Top of Data

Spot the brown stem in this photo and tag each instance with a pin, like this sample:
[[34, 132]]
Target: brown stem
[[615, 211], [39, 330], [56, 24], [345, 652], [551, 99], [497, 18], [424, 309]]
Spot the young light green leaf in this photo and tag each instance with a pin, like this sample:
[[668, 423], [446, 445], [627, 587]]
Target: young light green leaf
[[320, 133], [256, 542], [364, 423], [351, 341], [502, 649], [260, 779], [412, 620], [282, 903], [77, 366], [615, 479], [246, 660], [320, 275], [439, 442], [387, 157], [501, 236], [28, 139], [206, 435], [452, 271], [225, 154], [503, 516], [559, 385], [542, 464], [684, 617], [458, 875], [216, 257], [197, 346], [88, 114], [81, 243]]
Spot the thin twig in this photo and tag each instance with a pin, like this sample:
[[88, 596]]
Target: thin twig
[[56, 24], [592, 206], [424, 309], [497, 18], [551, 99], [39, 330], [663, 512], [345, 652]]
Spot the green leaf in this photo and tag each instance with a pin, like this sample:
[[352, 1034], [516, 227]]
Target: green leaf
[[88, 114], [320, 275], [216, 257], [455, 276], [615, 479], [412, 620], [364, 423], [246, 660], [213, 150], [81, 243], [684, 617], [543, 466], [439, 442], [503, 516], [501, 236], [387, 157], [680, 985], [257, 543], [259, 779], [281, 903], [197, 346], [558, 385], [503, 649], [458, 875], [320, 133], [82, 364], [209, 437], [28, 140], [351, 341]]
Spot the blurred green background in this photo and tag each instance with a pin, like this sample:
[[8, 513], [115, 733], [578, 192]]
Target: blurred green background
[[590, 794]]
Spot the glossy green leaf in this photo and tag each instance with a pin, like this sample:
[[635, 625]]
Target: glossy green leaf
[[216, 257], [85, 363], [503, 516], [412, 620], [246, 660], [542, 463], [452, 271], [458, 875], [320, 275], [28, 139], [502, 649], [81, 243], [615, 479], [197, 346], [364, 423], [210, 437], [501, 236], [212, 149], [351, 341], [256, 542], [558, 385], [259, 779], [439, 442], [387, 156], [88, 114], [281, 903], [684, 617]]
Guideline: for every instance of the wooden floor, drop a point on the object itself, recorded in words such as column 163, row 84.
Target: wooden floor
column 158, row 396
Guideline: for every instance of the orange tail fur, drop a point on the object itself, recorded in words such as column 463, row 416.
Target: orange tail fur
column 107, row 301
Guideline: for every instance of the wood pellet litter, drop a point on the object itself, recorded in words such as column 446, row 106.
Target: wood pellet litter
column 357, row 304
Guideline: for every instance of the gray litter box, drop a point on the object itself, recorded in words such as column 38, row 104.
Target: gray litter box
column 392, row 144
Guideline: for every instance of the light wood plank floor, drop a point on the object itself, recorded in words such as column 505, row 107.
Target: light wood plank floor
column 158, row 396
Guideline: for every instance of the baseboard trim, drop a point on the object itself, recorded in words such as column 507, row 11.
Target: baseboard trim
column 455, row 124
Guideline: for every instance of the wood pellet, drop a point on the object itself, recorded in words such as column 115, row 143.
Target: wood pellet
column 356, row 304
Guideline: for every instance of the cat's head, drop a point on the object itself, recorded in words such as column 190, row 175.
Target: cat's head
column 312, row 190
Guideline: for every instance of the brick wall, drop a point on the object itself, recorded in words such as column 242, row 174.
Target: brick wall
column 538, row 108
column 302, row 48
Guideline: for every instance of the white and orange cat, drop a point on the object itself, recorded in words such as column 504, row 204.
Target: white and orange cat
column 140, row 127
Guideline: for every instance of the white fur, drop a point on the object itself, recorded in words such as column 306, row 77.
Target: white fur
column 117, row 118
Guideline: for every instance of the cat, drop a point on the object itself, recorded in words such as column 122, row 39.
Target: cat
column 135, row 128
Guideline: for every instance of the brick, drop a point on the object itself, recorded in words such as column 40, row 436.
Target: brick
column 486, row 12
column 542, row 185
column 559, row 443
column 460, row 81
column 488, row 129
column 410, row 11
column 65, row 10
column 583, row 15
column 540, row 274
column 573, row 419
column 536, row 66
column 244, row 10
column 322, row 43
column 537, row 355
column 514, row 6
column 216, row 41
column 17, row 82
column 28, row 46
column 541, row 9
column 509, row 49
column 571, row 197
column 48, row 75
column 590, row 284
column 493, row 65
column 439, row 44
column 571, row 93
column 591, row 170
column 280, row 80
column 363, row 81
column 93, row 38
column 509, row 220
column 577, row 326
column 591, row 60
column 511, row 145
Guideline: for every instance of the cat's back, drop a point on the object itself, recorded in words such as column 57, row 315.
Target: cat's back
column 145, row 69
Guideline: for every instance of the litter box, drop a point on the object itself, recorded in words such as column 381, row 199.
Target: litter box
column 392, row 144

Bottom of Data

Starting with the first line of the data above, copy each line exactly until you reach the line with "[[668, 423], [446, 445], [627, 587]]"; include that line as well.

Spot the brown stem in this photo and tag each instance with a pin, like this sample:
[[34, 132]]
Target: brown stem
[[615, 211], [39, 330], [56, 24], [345, 652], [551, 99], [497, 18], [424, 309]]
Spot the young light green leaf in this photo and tag each instance with a pin, like this sample:
[[668, 423], [446, 445], [627, 587]]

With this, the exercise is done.